Ghostface is back, kicking and screaming—and stabbing, punching and shot-gunning—in another bloody adventure where real life imitates the reel life of slasher movies. Like the other entries in the franchise “Scream VI,” now playing in theatres, sets out to deconstruct slasher movies, but actually delivers the gory slasher goods.

Set following the events of the 2022’s “Scream,” the new film moves the action out of Woodsboro, California, site of the previous Ghostface killings, to New York City at Halloween. The “core four,” the survivors of Ghostface’s latest rampage—sisters Samantha and Tara Carpenter (Melissa Barrera and Jenna Ortega) and twins Chad and Mindy Meeks (Mason Gooding and Jasmin Savoy Brown)—hightailed it across country to attend school and put the past behind them, but trauma has a way of following a person.

Sam, who killed her boyfriend Richie Kirsch (Jack Quaid) when she discovered he was a Ghostface killer, in love with her simply because she is the daughter of the original killer in the screaming mask, is now seeking treatment, but admits, stabbing him 22 times, slitting his throat, and shooting him in the head, “felt right.”

No spoilers here, but suffice to say, the movie follows the “rules” laid out by film student Mindy: Rule one: As the franchise ages, the movies will get bigger. Rule two: Expect the opposite of last time. Rule three: Legacy characters and main characters are cannon fodder. No one is safe.

“Scream VI” feels fresher than you would expect from an almost thirty-year-old movie franchise. A rotating cast of new and old faces helps with that, providing new stories wrapped in nostalgia, but it also has something to do with the franchise’s desire to entertain at almost any cost.

This one is a tightly knit, if familiar-ish, story, amped up with gorier-than-usual killings—I’m sure I saw intestines!—and what Alfred Hitchcock would have called a “refrigerator climax.” That means it seems to make sense while you are watching it, but later, when you’re standing in front of the fridge looking for something to eat, and your mind drifts back to the film, you realize just how preposterous it was. The Grand-Guignol ending is over the top, but hey, remember rule number one?

“Scream VI” doesn’t exactly slash a new path for the franchise, but the expected mix of humor, gore and self-reverence and its willingness to be silly and kinda tense at the same earns it a recommend.

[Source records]
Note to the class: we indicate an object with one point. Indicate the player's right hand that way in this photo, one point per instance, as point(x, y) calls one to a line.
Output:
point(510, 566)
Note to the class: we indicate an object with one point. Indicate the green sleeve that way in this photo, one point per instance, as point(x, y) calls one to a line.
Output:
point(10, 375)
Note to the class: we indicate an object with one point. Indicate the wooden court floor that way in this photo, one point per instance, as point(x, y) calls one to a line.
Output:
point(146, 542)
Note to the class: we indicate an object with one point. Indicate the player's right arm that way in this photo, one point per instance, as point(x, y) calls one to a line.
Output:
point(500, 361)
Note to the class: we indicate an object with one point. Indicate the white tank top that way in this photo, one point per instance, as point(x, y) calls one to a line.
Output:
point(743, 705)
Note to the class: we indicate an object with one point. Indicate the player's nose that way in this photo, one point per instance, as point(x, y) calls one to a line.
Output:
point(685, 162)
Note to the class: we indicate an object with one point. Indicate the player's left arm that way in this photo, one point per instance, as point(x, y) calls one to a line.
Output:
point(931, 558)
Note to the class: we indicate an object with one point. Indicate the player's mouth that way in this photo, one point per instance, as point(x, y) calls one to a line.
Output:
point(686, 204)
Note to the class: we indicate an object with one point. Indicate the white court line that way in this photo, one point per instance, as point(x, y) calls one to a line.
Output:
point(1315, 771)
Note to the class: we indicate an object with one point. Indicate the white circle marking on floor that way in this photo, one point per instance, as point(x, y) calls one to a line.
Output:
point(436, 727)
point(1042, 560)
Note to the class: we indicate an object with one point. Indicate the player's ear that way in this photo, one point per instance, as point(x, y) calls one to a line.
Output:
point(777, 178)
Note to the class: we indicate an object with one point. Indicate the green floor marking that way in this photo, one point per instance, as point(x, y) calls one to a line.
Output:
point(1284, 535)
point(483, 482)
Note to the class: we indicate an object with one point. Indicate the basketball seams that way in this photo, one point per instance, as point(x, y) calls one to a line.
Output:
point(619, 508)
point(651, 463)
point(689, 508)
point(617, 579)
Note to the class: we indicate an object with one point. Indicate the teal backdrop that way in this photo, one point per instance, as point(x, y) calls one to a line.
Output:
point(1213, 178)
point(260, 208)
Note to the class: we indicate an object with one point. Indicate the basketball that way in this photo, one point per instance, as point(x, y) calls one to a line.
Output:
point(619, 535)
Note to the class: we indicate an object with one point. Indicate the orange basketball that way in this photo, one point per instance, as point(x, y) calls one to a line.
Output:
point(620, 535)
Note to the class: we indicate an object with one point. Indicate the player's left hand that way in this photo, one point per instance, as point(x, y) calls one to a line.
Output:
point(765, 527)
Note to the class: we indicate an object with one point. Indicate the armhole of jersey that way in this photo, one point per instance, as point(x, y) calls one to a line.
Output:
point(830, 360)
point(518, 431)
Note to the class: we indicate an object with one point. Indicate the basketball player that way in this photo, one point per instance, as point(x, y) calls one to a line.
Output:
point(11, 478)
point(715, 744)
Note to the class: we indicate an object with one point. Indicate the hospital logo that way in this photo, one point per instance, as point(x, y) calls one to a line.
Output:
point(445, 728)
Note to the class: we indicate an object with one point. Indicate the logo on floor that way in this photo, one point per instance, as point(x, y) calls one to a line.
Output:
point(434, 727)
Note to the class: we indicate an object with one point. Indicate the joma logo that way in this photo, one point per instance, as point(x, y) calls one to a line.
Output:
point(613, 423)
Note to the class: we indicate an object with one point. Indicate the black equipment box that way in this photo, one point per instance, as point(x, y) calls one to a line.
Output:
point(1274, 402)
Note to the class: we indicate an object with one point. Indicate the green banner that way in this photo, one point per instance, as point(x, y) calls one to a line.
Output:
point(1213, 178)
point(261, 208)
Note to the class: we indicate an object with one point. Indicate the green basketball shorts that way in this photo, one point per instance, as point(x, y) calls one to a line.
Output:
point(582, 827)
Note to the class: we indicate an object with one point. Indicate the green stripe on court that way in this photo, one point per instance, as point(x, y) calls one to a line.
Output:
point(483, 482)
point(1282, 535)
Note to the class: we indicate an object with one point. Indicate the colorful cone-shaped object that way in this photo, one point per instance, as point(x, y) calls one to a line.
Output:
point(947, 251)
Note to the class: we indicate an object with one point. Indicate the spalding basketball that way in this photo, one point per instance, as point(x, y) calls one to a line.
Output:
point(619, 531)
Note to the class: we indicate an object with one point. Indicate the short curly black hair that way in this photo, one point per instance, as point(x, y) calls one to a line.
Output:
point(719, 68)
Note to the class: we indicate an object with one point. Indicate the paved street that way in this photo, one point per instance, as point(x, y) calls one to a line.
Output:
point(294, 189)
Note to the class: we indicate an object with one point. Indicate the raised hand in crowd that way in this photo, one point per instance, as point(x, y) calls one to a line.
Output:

## TASK ITEM
Can you quote the review word for word, beginning at "Sam, who killed" and stopping after "one is safe."? You won't need the material for any of this.

## EXERCISE RESPONSE
Sam, who killed her boyfriend Richie Kirsch (Jack Quaid) when she discovered he was a Ghostface killer, in love with her simply because she is the daughter of the original killer in the screaming mask, is now seeking treatment, but admits, stabbing him 22 times, slitting his throat, and shooting him in the head, “felt right.”

No spoilers here, but suffice to say, the movie follows the “rules” laid out by film student Mindy: Rule one: As the franchise ages, the movies will get bigger. Rule two: Expect the opposite of last time. Rule three: Legacy characters and main characters are cannon fodder. No one is safe.